* **Set problem 1**
In the interview transcript, rewrite the passage starting with "RM: Certainly Aborigines" and going on through "and very grateful.", changing "rain" to "drizzle".

* Start Text block *

PM: Well, if statistics are the measure, the answer to that is yes, but we
have quite dramatically improved the mortality rates of children.
RM: There was a baby die of dysentery just up the track here a week ago.
It didn't even make the papers. There was a baby die of meningitis
two weeks ago, didn't make the papers. It is just taken for granted,
who cares?
PM: Well, I think, we care. You care and I care for a start. I think lots of
Australians care.
RM: Certainly Aborigines have to care, that is why they flew in from the
bush. More planes than this little dirt strip has ever handled. And,
they stood waiting in the rain for the big fella, like a water colour. Mr
Keating is clearly more relaxed small talking to kids and soaking up a
bit of culture. Despite 12 years of Labor doing next to nothing for
Aboriginal health, everybody was polite and very grateful.
GRAB: Thank you for coming here. We are all happy to see you
here and happy to have you here.
PM: Thank you indeed.
RM: They say there is only one bloke who can change this and that is you.
PM: Well, I thank them for their faith in me. I will do my best.
RM: Are you conscious of that responsibility, because they have had
politicians promise all kinds of things tell them they have got to get
healthy.
RM: This is why land, I think, we know the history of Mabo, we are now
introducing the Land Fund Bill to let Aboriginal people buy back land. I
think land gives them empowerment, the opportunity of a traditional
lifestyle and whenever they have a traditional lifestyle the diabetes
drops, the state of their mind improves, the diet improves, the health
improves. But, I think we have then got to move on these issues on
environmental health like for instance, the state of the sewerge
systems, the state of their general water supplies, most of them live-on
bore water, they don't actually have town water. They don't have
storages, they don't have dams.
RM: But this is hundreds of millions of dollars are you prepared to commit
that?

* End Text block *

* **Set problem 2**
From the listing, pull out every line containing the string "dirt", matching case exactly.

* Start Input rows *

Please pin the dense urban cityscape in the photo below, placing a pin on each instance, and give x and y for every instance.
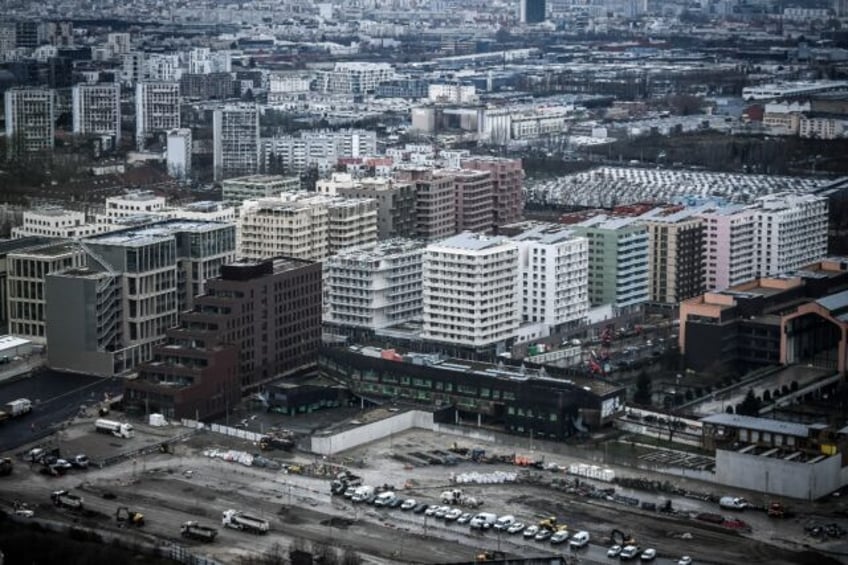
(424, 281)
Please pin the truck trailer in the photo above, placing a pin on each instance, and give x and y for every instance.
(240, 521)
(195, 531)
(117, 429)
(65, 499)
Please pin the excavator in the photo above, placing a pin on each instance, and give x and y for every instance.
(127, 517)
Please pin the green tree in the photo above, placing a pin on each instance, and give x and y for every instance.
(643, 389)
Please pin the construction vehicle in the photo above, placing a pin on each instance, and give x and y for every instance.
(455, 497)
(240, 521)
(65, 499)
(127, 517)
(195, 531)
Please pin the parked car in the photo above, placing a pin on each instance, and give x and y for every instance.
(408, 504)
(453, 514)
(559, 537)
(465, 518)
(515, 528)
(648, 554)
(531, 531)
(614, 551)
(543, 535)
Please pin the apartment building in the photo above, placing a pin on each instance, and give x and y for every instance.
(257, 322)
(676, 261)
(730, 246)
(553, 266)
(507, 186)
(618, 260)
(473, 199)
(96, 109)
(321, 149)
(395, 204)
(26, 272)
(374, 286)
(355, 78)
(791, 231)
(237, 190)
(157, 109)
(54, 222)
(30, 119)
(470, 291)
(134, 283)
(178, 153)
(435, 214)
(235, 141)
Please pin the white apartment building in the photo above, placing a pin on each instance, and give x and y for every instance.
(30, 119)
(355, 77)
(470, 291)
(157, 109)
(178, 153)
(321, 148)
(374, 286)
(305, 225)
(55, 222)
(26, 272)
(252, 187)
(235, 140)
(730, 246)
(553, 266)
(791, 232)
(96, 109)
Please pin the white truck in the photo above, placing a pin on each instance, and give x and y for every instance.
(241, 521)
(195, 531)
(65, 499)
(117, 429)
(733, 503)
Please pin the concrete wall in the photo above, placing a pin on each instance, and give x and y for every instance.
(779, 477)
(366, 433)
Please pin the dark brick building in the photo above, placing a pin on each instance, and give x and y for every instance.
(259, 321)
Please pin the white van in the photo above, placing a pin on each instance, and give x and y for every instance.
(580, 539)
(483, 520)
(384, 498)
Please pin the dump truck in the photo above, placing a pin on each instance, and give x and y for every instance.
(65, 499)
(117, 429)
(241, 521)
(127, 517)
(195, 531)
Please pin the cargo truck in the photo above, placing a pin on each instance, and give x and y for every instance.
(117, 429)
(240, 521)
(65, 499)
(195, 531)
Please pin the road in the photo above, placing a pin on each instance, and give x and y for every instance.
(55, 396)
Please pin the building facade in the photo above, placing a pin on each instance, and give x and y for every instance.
(470, 290)
(157, 109)
(257, 322)
(235, 141)
(376, 286)
(30, 119)
(96, 109)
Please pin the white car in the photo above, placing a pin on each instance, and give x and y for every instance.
(453, 514)
(408, 504)
(515, 528)
(648, 555)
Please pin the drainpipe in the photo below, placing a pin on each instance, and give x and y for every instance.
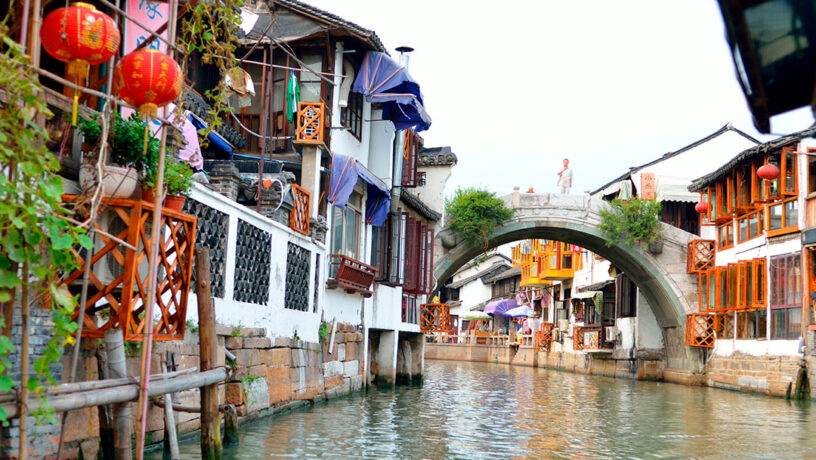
(396, 180)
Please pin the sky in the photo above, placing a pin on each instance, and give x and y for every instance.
(514, 87)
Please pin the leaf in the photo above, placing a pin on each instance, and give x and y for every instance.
(61, 295)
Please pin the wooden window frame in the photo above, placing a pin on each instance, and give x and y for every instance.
(782, 203)
(730, 243)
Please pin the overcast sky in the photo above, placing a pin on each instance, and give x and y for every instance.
(516, 86)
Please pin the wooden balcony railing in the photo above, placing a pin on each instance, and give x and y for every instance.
(352, 275)
(311, 117)
(701, 330)
(434, 317)
(544, 337)
(700, 256)
(119, 274)
(299, 216)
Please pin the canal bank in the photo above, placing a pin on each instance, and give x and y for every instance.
(484, 411)
(772, 375)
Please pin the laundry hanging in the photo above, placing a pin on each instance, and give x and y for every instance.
(383, 80)
(346, 171)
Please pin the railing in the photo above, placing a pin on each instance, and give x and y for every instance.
(352, 275)
(701, 330)
(310, 122)
(299, 216)
(119, 274)
(434, 317)
(700, 256)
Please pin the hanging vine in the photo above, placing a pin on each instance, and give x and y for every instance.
(35, 231)
(212, 30)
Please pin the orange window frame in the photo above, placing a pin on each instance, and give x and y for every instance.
(788, 172)
(783, 205)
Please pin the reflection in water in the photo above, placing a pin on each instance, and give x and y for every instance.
(478, 410)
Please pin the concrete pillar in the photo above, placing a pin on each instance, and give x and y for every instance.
(387, 357)
(310, 176)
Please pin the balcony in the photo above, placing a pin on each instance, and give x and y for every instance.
(119, 272)
(351, 275)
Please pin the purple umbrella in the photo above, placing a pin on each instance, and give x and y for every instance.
(500, 306)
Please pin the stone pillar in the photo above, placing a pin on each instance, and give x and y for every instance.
(310, 176)
(225, 179)
(387, 357)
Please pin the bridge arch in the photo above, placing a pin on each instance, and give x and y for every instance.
(661, 278)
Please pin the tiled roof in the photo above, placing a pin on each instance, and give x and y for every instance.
(333, 19)
(751, 153)
(723, 130)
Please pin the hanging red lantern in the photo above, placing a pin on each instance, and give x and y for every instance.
(148, 80)
(81, 36)
(768, 172)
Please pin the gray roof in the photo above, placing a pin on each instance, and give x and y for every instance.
(494, 269)
(288, 28)
(723, 130)
(514, 271)
(415, 203)
(749, 154)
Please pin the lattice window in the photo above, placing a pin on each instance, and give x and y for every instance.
(211, 233)
(297, 278)
(701, 330)
(700, 256)
(252, 260)
(434, 317)
(317, 284)
(299, 216)
(119, 276)
(310, 122)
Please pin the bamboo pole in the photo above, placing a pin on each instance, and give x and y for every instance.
(24, 410)
(117, 367)
(170, 423)
(210, 418)
(123, 393)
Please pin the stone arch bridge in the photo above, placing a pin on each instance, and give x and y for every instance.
(661, 278)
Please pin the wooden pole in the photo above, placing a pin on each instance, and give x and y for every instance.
(23, 452)
(210, 418)
(170, 424)
(117, 368)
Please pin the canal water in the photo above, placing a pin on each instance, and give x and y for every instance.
(478, 410)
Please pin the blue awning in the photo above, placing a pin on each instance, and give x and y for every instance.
(383, 80)
(345, 172)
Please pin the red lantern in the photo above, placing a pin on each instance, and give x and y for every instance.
(768, 172)
(148, 80)
(81, 36)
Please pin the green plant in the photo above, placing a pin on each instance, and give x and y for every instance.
(90, 129)
(37, 237)
(323, 331)
(473, 214)
(178, 176)
(631, 221)
(127, 143)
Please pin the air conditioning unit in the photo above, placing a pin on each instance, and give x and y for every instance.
(611, 334)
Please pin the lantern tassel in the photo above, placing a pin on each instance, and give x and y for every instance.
(75, 109)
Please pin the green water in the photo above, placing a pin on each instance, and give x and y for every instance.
(477, 410)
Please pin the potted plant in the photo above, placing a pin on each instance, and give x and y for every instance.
(126, 160)
(633, 221)
(178, 180)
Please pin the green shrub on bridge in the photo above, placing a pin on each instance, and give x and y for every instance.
(473, 214)
(631, 221)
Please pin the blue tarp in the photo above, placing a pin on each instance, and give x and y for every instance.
(383, 80)
(345, 172)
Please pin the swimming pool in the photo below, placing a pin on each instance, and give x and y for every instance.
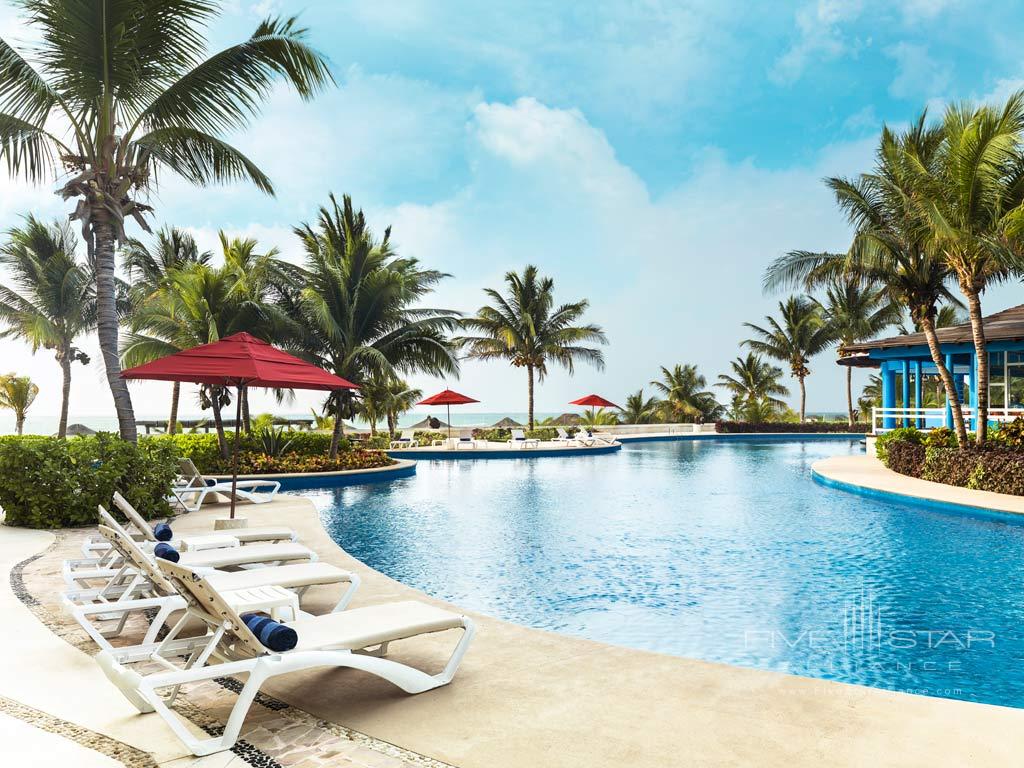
(721, 550)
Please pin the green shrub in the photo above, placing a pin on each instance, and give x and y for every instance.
(900, 434)
(906, 458)
(46, 482)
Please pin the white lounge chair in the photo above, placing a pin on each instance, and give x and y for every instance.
(84, 573)
(356, 639)
(465, 440)
(564, 437)
(520, 440)
(194, 487)
(407, 439)
(150, 590)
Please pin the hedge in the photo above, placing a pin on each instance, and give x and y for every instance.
(807, 427)
(47, 482)
(993, 467)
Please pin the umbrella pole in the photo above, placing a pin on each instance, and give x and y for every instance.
(235, 449)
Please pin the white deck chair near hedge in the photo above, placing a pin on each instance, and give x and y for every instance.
(520, 440)
(465, 440)
(407, 439)
(196, 487)
(103, 615)
(358, 639)
(264, 535)
(86, 573)
(564, 437)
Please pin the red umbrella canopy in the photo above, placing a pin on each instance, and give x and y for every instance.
(594, 400)
(240, 359)
(446, 397)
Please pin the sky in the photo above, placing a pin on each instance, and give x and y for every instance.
(650, 157)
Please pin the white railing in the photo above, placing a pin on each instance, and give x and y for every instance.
(884, 419)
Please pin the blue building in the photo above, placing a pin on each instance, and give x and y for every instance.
(911, 391)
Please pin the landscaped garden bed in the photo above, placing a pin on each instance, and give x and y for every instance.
(936, 456)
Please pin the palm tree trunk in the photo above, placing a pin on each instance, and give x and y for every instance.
(246, 421)
(172, 420)
(529, 395)
(928, 328)
(219, 422)
(849, 393)
(981, 352)
(336, 433)
(65, 359)
(107, 323)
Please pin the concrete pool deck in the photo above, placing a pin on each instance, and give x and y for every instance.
(524, 696)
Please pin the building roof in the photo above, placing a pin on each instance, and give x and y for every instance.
(999, 327)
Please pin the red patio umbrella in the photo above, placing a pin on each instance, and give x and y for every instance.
(594, 400)
(239, 360)
(448, 398)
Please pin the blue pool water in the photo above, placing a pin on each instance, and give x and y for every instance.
(726, 551)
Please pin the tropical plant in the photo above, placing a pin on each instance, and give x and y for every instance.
(973, 202)
(199, 306)
(357, 312)
(525, 328)
(49, 300)
(150, 271)
(684, 396)
(891, 248)
(756, 382)
(120, 91)
(799, 334)
(639, 410)
(17, 393)
(855, 312)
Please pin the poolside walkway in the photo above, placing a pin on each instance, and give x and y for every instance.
(521, 697)
(860, 473)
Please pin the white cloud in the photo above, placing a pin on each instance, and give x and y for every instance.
(820, 37)
(918, 74)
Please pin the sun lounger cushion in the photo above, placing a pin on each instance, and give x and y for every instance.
(166, 552)
(365, 628)
(274, 636)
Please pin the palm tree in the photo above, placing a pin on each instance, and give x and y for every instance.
(640, 411)
(356, 312)
(890, 248)
(150, 272)
(684, 396)
(50, 300)
(119, 92)
(972, 200)
(526, 329)
(755, 381)
(17, 393)
(800, 334)
(856, 312)
(198, 306)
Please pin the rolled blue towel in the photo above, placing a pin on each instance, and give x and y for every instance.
(166, 552)
(273, 635)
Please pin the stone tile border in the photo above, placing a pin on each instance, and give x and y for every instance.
(125, 754)
(275, 734)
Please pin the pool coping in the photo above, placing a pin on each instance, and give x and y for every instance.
(867, 476)
(339, 478)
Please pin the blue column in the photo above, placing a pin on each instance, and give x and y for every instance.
(974, 390)
(888, 394)
(919, 391)
(906, 389)
(949, 406)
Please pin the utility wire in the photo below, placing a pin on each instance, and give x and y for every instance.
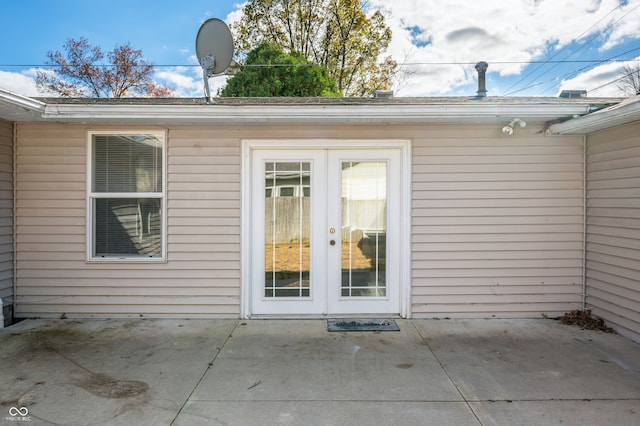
(507, 93)
(577, 61)
(574, 72)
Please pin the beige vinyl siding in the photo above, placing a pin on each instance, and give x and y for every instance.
(613, 227)
(201, 277)
(497, 223)
(6, 213)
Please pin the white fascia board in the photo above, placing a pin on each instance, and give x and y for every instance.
(623, 113)
(18, 107)
(310, 114)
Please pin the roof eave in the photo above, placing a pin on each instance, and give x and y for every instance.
(625, 112)
(15, 107)
(309, 114)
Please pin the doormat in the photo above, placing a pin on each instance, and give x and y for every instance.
(367, 324)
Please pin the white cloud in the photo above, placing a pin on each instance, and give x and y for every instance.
(600, 81)
(430, 32)
(23, 83)
(188, 81)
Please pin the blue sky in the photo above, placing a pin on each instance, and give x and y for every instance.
(438, 41)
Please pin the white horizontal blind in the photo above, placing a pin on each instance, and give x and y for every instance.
(127, 195)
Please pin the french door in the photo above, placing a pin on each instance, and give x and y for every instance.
(325, 229)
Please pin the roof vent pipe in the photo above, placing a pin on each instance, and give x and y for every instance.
(481, 67)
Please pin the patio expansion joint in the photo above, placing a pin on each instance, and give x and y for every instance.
(204, 373)
(444, 369)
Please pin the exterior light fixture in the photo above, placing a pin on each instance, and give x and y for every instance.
(508, 129)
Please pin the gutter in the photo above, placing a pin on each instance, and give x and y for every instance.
(21, 106)
(625, 112)
(481, 113)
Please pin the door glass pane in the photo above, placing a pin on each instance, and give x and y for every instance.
(287, 229)
(364, 229)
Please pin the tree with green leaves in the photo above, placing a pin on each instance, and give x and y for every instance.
(336, 34)
(80, 72)
(268, 72)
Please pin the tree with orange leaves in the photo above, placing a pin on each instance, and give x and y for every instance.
(80, 73)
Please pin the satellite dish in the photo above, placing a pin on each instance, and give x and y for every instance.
(214, 49)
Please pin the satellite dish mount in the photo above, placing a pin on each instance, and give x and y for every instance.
(214, 49)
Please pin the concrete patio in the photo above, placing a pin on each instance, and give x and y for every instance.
(295, 372)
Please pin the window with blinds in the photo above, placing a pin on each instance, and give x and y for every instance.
(126, 196)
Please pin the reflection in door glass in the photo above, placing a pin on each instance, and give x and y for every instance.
(364, 229)
(287, 229)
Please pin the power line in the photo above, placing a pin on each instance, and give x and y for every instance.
(589, 61)
(574, 72)
(507, 93)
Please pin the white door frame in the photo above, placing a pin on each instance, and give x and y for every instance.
(404, 266)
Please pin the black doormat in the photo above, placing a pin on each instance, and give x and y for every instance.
(367, 324)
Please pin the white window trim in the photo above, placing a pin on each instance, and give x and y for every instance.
(90, 258)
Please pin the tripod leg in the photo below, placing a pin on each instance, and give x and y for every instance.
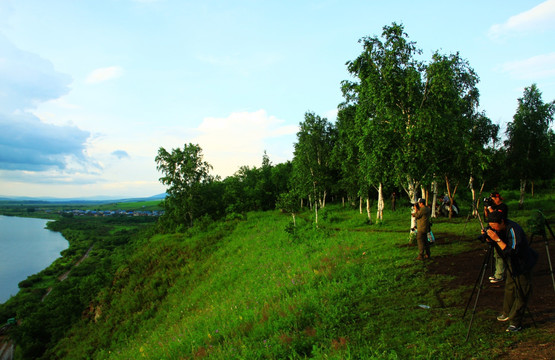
(481, 280)
(520, 291)
(549, 261)
(547, 250)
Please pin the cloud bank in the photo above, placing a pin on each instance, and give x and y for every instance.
(27, 79)
(104, 74)
(26, 143)
(240, 140)
(537, 19)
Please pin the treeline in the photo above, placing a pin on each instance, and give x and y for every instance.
(404, 124)
(47, 304)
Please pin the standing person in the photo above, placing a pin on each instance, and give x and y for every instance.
(497, 204)
(520, 258)
(422, 215)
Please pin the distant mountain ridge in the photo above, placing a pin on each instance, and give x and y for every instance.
(91, 199)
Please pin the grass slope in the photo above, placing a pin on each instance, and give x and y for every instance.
(252, 290)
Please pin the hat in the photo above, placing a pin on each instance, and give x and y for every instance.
(495, 194)
(496, 217)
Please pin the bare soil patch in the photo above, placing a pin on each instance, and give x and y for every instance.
(466, 266)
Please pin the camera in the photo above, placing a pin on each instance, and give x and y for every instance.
(484, 237)
(488, 201)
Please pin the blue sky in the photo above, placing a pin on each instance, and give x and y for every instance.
(90, 90)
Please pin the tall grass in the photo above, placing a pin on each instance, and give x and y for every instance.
(252, 290)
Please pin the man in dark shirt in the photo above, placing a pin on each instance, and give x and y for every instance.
(422, 215)
(498, 205)
(512, 245)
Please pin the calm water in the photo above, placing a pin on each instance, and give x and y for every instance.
(26, 248)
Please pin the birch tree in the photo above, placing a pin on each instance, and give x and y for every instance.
(528, 138)
(408, 106)
(184, 172)
(312, 159)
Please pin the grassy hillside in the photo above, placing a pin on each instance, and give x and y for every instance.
(257, 288)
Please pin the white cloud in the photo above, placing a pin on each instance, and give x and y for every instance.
(241, 138)
(537, 19)
(104, 74)
(27, 79)
(532, 69)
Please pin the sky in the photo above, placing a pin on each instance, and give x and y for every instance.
(90, 90)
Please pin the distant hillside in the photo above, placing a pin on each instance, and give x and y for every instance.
(85, 200)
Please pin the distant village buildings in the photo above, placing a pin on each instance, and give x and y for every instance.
(97, 213)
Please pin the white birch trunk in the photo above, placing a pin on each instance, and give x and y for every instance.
(368, 210)
(522, 191)
(316, 212)
(381, 204)
(434, 199)
(474, 200)
(411, 191)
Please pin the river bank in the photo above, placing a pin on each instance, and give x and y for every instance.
(27, 247)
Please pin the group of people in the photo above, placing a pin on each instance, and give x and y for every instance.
(513, 256)
(514, 260)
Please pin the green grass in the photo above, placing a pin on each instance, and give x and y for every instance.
(251, 290)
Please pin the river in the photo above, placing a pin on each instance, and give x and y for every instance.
(26, 248)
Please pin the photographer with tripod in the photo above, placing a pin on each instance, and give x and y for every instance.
(495, 203)
(512, 245)
(422, 214)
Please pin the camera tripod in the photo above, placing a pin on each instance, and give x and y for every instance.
(488, 259)
(538, 228)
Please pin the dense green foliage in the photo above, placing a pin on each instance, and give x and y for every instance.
(250, 289)
(223, 274)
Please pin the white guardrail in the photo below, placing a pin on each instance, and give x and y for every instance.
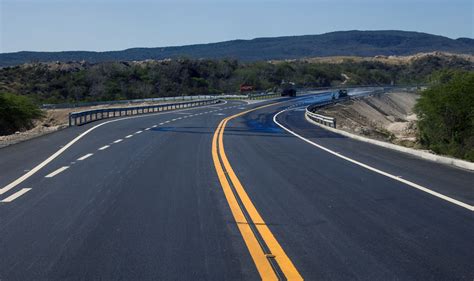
(325, 120)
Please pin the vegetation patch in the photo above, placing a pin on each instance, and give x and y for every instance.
(17, 113)
(446, 114)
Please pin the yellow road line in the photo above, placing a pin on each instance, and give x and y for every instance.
(259, 257)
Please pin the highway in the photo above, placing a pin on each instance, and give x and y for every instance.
(233, 191)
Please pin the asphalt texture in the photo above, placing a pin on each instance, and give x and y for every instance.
(150, 207)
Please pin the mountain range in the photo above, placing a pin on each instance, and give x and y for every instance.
(340, 43)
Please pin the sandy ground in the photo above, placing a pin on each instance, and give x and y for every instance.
(54, 120)
(387, 117)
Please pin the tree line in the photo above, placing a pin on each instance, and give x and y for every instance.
(75, 82)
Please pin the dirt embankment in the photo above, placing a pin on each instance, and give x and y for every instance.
(387, 117)
(54, 120)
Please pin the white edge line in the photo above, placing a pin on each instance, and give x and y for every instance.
(15, 195)
(85, 157)
(412, 184)
(69, 144)
(50, 175)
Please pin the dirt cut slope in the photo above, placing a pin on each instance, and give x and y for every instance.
(387, 117)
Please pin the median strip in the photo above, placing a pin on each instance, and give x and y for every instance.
(269, 257)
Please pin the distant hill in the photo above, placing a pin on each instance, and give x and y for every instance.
(341, 43)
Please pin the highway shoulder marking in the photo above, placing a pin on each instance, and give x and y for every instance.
(16, 195)
(407, 182)
(85, 157)
(57, 172)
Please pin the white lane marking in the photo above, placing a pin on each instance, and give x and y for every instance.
(412, 184)
(84, 157)
(69, 144)
(16, 195)
(57, 172)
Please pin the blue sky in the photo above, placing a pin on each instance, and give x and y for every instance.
(55, 25)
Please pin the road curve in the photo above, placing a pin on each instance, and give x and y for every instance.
(224, 193)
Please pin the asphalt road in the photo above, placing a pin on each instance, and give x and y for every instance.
(218, 193)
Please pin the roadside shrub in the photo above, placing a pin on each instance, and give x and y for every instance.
(17, 113)
(446, 114)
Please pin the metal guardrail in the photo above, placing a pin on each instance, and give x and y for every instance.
(84, 117)
(325, 120)
(263, 95)
(148, 100)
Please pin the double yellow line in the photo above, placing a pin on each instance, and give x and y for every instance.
(269, 257)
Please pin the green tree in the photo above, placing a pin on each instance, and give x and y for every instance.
(17, 113)
(446, 114)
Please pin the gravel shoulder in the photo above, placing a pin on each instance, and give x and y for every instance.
(387, 117)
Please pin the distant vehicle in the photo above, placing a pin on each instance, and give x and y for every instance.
(246, 88)
(342, 93)
(288, 89)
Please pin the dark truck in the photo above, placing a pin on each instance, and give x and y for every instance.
(288, 89)
(342, 93)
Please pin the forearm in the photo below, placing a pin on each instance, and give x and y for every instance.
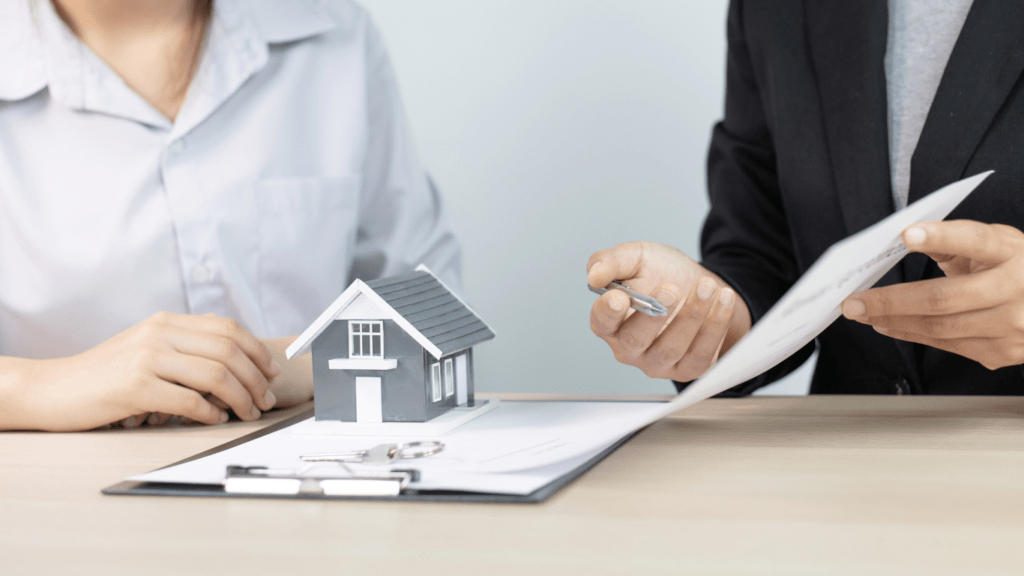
(19, 410)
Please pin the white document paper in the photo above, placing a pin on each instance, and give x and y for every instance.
(803, 313)
(513, 430)
(523, 446)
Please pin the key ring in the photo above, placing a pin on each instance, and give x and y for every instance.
(425, 448)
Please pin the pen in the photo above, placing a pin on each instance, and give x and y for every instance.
(640, 302)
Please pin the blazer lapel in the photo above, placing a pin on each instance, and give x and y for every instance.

* End Input rows *

* **Finished answer 1**
RM: Certainly Aborigines have to care, that is why they flew in from the
bush. More planes than this little dirt strip has ever handled. And,
they stood waiting in the drizzle for the big fella, like a water colour. Mr
Keating is clearly more relaxed small talking to kids and soaking up a
bit of culture. Despite 12 years of Labor doing next to nothing for
Aboriginal health, everybody was polite and very grateful.

* **Finished answer 2**
Please pin the dirt embankment in the photo above, placing a pin on each instance, and give x and y for every instance.
Please pin the dirt cut slope in the photo above, placing a pin on each instance, and give x and y for every instance.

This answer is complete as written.